start Source

The damn thing has these funny numbers on it. That's why I never used it, I don't know how! What the heck was I thinking when I asked my buddy to specifically send me one like this!

Just a joke fellas, no offense to the metric guys. And NO, we will never convert over!


----------



## jim18655 (Jul 12, 2017)

I bought one of those to make antennas since a lot of the programs use metric dimensions.
Wish we would convert so we could get rid of all those silly fractions. You can't imagine how much time I spend teaching students to read a ruler, not to mention adding measurements. Lots of them also can't even tell time on an analog clock.


----------



## 4GSR (Jul 12, 2017)

I accidently bought a Starrett tape measure that I thought was one the had both metric and inches on it.  Nope! it only reads in mm's and is 5 meter long tape.  Still setting on the book shelf collecting dust.  Matter of fact, I was looking for something the other night and ran across it.  Wiped the dust off of it and put it back on the shelf.  Let my kids worry about it after I'm gone!


----------



## brino (Jul 12, 2017)

......now if only it had a vernier scale! 
-brino


----------



## Franko (Jul 12, 2017)

When I was in grade school they said we'd convert to metric. All they did was convert to both. Now it takes twice as many rulers and wrenches and spare nuts and bolts to make or repair anything.

I have a question for our metric pals. Do you ever get so your able to recognize what size a bolt or nut is?


----------



## darkzero (Jul 12, 2017)

brino said:


> ......now if only it had a vernier scale!
> -brino



No vernier scale but have you ever seen one of these? Haha

Mitutoyo 216-105

For some strange reason I want on but notbfor the prices they have sold on ebay for.


----------



## GK1918 (Jul 13, 2017)

Don't feel bad I still can't read a yard stick,   micrometers I can


----------



## Tozguy (Jul 13, 2017)

Franko said:


> When I was in grade school they said we'd convert to metric. All the did was convert to both. Now it takes twice as many rulers and wrenches and spare nuts and bolts to make or repair anything.

end Source
start Data block

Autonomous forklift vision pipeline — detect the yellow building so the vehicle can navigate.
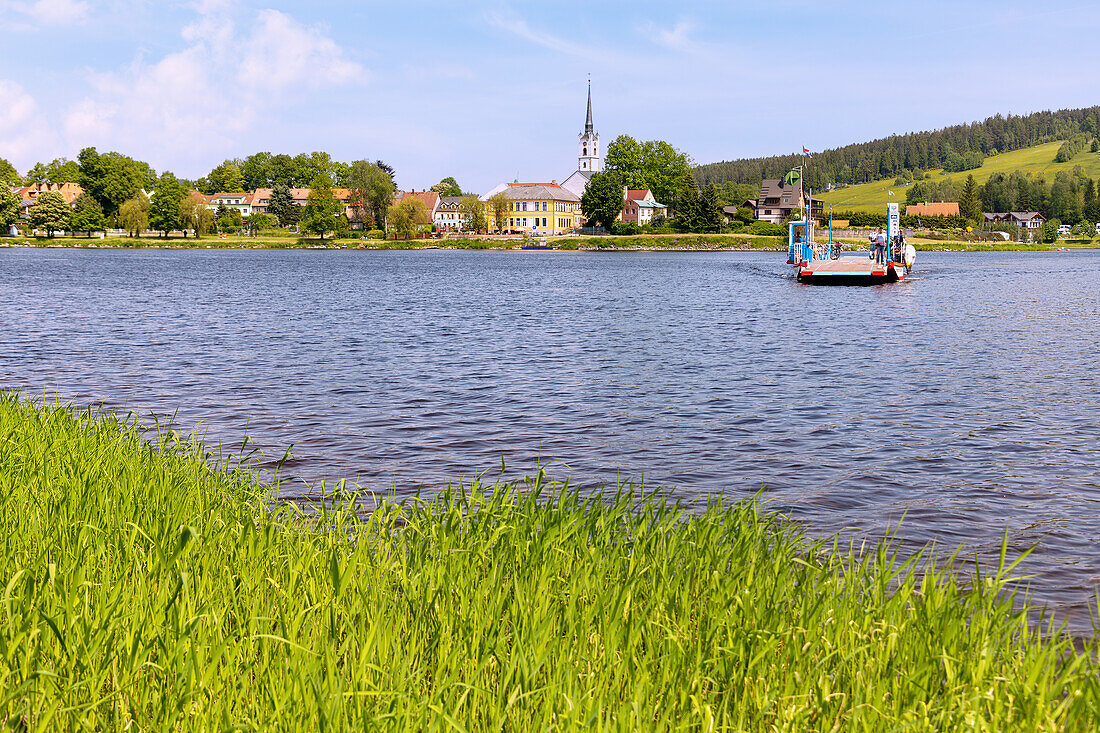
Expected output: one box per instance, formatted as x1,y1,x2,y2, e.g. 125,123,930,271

end Data block

Set tasks —
- A) Transcribe the part of the thread on metric measurement starting with "## jim18655 (Jul" and going on through "an analog clock.".
- B) Pick up the thread on metric measurement from the point where it stops and continue it.
The data has no role in any of this.

Expected outputs —
- A)
## jim18655 (Jul 12, 2017)

I bought one of those to make antennas since a lot of the programs use metric dimensions.
Wish we would convert so we could get rid of all those silly fractions. You can't imagine how much time I spend teaching students to read a ruler, not to mention adding measurements. Lots of them also can't even tell time on an analog clock.

- B)
> 
> I have a question for our metric pals. Do you ever get so your able to recognize what size a bolt or nut is?



That is our situation here in Canada. With time we accumulate the extra set of tools and get used to the reaching for the right size wrench MOST of the time. What's more, here in Quebec the French language is prevalent so we also need two vocabularies as well. Makes life interesting but when you grow up in it there is no problem. Many of us are conversant in both languages and measurement systems. 

Interesting anecdote, last month I went to the machinery supply store for some 6mm x .9 screws. The clerk measured my sample said that they didn't have that size and didn't know where I could get some. So I went back home to consider my options and decided to rethread the hole to the next largest size. It turned out that the hole was actually 1/4 x 28tpi. and that I had missed the slight difference between the two threads. I went back to the supplier who had plenty of 1/4x 28 screws and who was surprised that he had miss-measured as well the first time around.


----------



## RJSakowski (Jul 13, 2017)

Easy to do.  M5 x .8mm and 10-32 are even closer;  .006" on the diameter and .00025" on the pitch.  At least for SHC screws, you can tell the difference by the knurling on the Imperial screws.


----------



## 4GSR (Jul 13, 2017)

darkzero said:


> No vernier scale but have you ever seen one of these? Haha
> 
> Mitutoyo 216-105
> 
> For some strange reason I want on but notbfor the prices they have sold on ebay for.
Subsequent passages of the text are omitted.